#### [SELECTED EXCERPT]

#####

Smart plug relay sticking for A/V devices

I have a couple A/V devices powered via a smart plug. After a few months those smart plugs start to fail: relay stays in on state (sticked) and can’t be turned off. Kicking it gently a few times resolves the problem for a while but eventually it comes back pretty soon.
I’ve tried various brands of devices and it always results in the same problem (Tuya WiFi, Tuya Zwave, Blitzwolf Zigbee). I guess this is linked to the load type of those A/V devices (maybe the big transformer in the Yamaha amplifier?).
Is there any other device that would be proven to work reliably for a long time with such load?


Have you taken any of the failed devices to pieces to check for a switching relay and ideally the internal contacts? If you hear a when switching it’s a mechanical relay, which can indeed weld shut from arcing contacts from a high current inductive load like an amp transformer. “Percussive maintenance” releasing a contact also sounds like arcing.

Two options come to mind:

  • Move from a cheap relay likely rated for resistive loads to something bigger, ideally solid-state, rated for inductive loads
  • Suppress or snub the back-EMF from the inductive transformer and reduce the arcing on relay contacts

Low-cost “stupid” plugs typically have low-cost mechanical relays rated for resistive loads, not inductive. More expensive kit likely has better parts, and you might have options for a higher current device. For instance, in the UK a typical 13A plug switch might be actually rated (and fused) for 10A or less, but there are devices that are rated at 16A and above (for water heaters).

If you have the skills, a replacement up-rated relay from the likes of Omron might also work well (guess which manufacturer gets cloned? At least it makes replacement easier…).

As for a snubber or suppressor, it’s hard make a recommendation without knowing any details of mains voltage, device characteristics, etc., but a consumer grade “mains filter” is probably just a network of MOV (metal oxide varistor). Sadly these can only take so many “hits” (which is why better filters have a “working” LED) so a suppressor module might be a better choice (N.B. not a power factor compensation capacitor - that’s something else). Look for “snubber network” - typically a resistor and capacitor in a sealed box.

#####

#### [SOURCE MATERIAL]
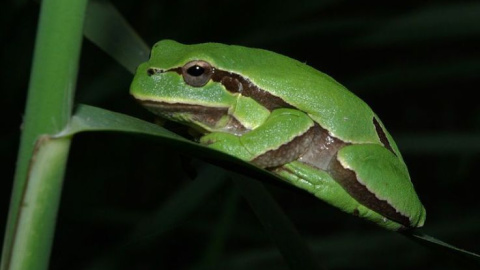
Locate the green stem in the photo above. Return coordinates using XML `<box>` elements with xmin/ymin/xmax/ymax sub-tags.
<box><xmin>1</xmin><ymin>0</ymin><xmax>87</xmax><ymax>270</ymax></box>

#####

#### [GIVEN PROBLEM 1]
Which three brands of devices does the smart plug post say were tried?
#### [GIVEN PROBLEM 2]
Please extract the passage from the smart plug post starting at "Two options come" and ending at "makes replacement easier…).".
Nothing in the listing is needed here.

#### [OUTPUT 1]
Tuya WiFi, Tuya Zwave, and Blitzwolf Zigbee.

#### [OUTPUT 2]
Two options come to mind:

  • Move from a cheap relay likely rated for resistive loads to something bigger, ideally solid-state, rated for inductive loads
  • Suppress or snub the back-EMF from the inductive transformer and reduce the arcing on relay contacts

Low-cost “stupid” plugs typically have low-cost mechanical relays rated for resistive loads, not inductive. More expensive kit likely has better parts, and you might have options for a higher current device. For instance, in the UK a typical 13A plug switch might be actually rated (and fused) for 10A or less, but there are devices that are rated at 16A and above (for water heaters).

If you have the skills, a replacement up-rated relay from the likes of Omron might also work well (guess which manufacturer gets cloned? At least it makes replacement easier…).